### WHAT THIS TASK INVOLVES:
Transcribe the lines below without changing anything.

Rows from a segmentation dataset
[start]
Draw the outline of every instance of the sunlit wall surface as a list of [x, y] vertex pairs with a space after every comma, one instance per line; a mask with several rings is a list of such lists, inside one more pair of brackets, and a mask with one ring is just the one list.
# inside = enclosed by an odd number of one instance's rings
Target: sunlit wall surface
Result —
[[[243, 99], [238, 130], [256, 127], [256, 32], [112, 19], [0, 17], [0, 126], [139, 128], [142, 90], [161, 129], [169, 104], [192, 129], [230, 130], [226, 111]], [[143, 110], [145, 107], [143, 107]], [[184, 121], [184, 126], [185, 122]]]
[end]
### SOLVED PROBLEM:
Draw the outline of every instance of the sunlit wall surface as a list of [x, y] vertex pairs with a space after every comma, one instance per line; a mask with several rings is a list of such lists, inside one more pair of brackets, and a mask with one ring is just the one list.
# inside = enclosed by an odd number of one instance's rings
Target: sunlit wall surface
Result —
[[[243, 99], [238, 130], [256, 127], [256, 32], [112, 19], [0, 17], [0, 126], [139, 128], [142, 90], [161, 129], [169, 104], [192, 129], [230, 130], [226, 111]], [[143, 110], [145, 107], [143, 107]], [[184, 121], [184, 126], [185, 122]]]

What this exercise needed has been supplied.